● **Objective**
Please filter the rows below down to the lines that contain the word "sign", copying each such line. Treat uppercase and lowercase as different.

━━━━━ Provided data ━━━━━

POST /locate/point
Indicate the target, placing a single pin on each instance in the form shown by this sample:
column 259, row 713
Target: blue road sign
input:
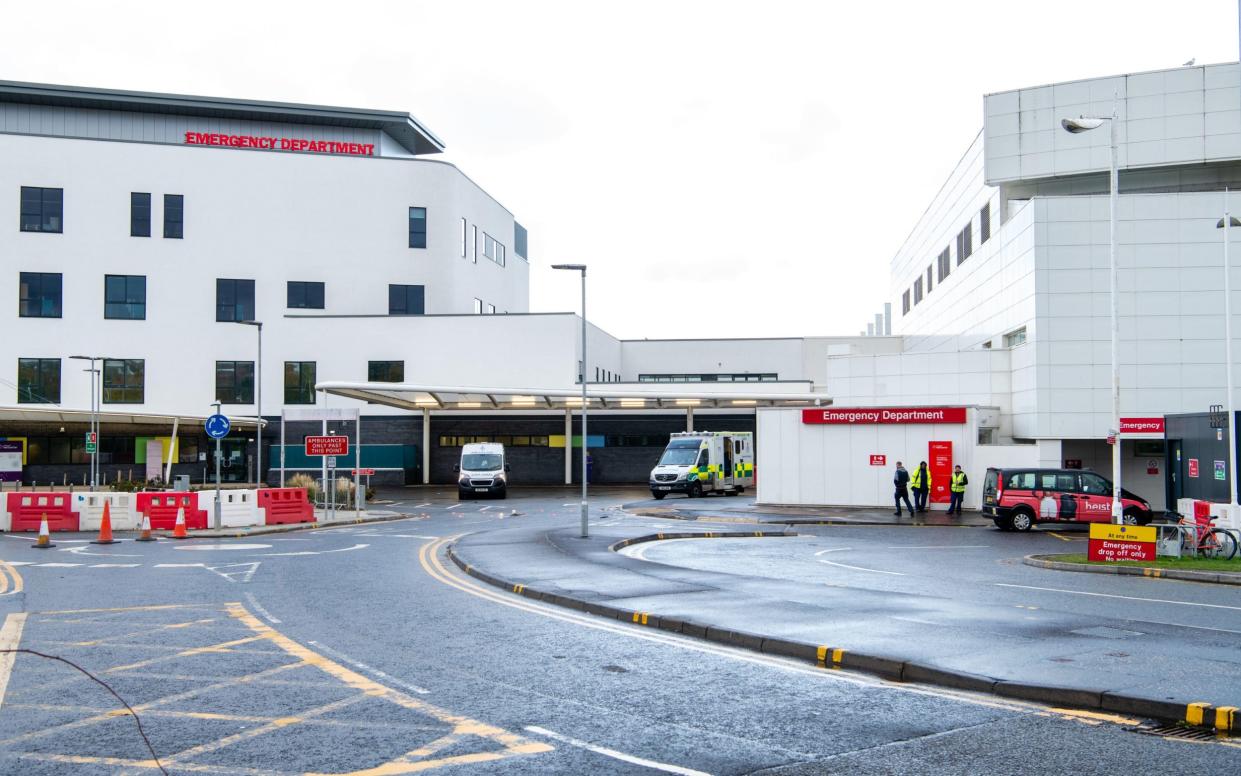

━━━━━
━━━━━ Provided data ━━━━━

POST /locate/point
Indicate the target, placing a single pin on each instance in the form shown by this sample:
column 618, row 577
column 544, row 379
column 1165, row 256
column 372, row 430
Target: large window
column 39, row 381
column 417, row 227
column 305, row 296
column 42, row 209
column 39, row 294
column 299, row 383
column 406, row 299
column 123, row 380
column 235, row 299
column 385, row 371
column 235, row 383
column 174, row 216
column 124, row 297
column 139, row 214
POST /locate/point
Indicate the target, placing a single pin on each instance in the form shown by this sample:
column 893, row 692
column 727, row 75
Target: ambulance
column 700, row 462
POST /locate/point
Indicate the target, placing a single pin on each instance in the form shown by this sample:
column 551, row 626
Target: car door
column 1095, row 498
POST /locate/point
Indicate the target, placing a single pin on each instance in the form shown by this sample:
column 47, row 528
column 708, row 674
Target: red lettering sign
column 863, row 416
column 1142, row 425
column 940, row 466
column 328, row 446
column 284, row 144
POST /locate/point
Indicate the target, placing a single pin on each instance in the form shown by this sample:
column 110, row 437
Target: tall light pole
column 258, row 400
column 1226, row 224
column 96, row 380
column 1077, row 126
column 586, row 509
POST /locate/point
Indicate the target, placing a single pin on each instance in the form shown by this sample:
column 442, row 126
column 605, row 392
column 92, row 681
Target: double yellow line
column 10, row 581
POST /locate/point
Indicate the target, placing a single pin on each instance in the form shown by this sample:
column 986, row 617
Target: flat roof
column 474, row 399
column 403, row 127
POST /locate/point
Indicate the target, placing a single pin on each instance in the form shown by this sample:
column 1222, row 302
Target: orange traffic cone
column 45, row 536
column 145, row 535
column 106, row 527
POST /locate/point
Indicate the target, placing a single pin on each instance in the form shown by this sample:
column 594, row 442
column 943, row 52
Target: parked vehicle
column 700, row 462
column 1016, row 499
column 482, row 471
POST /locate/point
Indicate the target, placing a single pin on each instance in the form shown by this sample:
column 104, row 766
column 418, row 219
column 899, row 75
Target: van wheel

━━━━━
━━━━━ Provided data ━━━━━

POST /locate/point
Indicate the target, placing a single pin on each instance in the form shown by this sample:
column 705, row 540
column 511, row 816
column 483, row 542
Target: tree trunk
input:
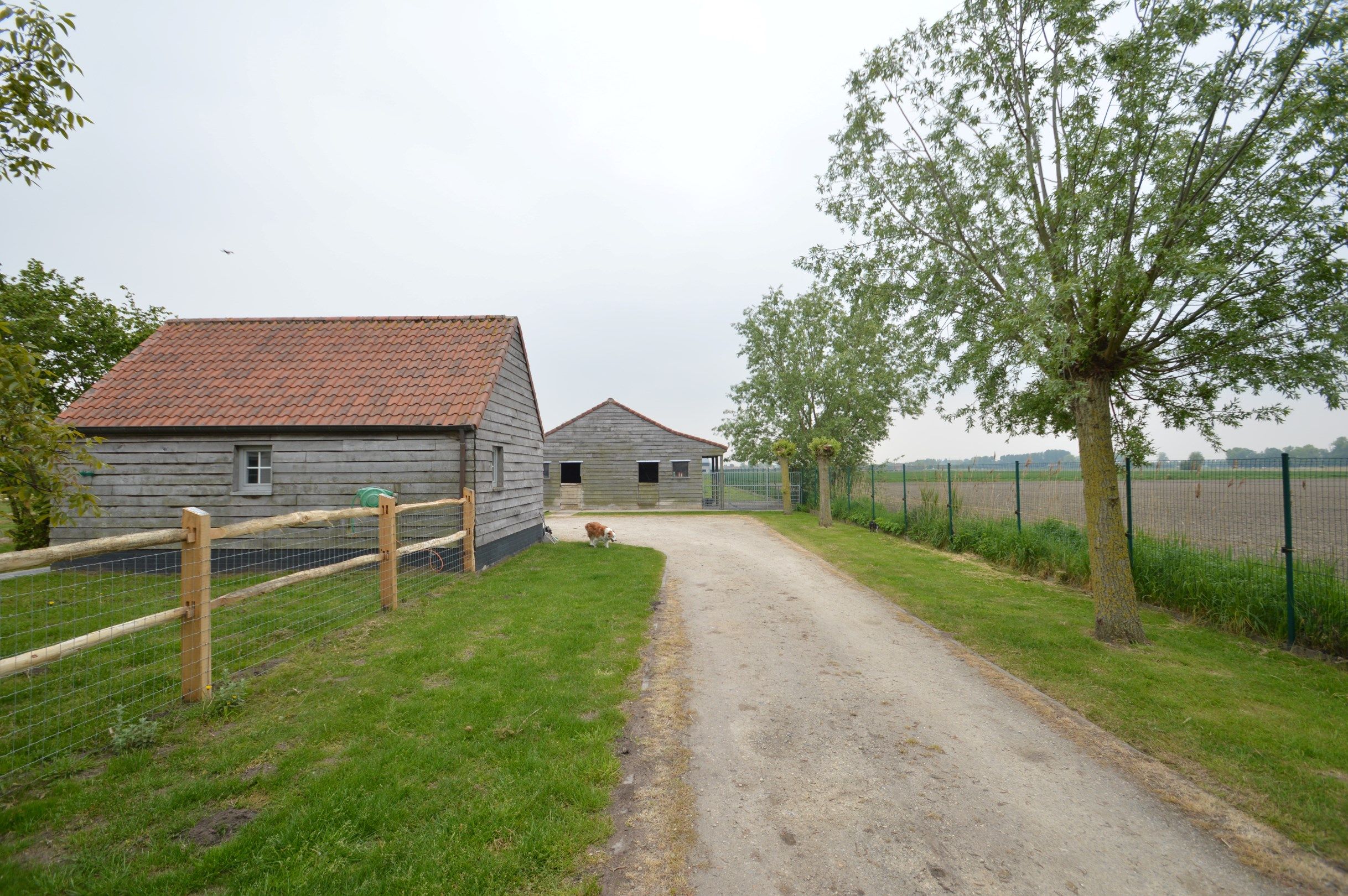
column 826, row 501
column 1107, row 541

━━━━━

● **Answer to this task**
Target: blue road sign
Target: red lettering sign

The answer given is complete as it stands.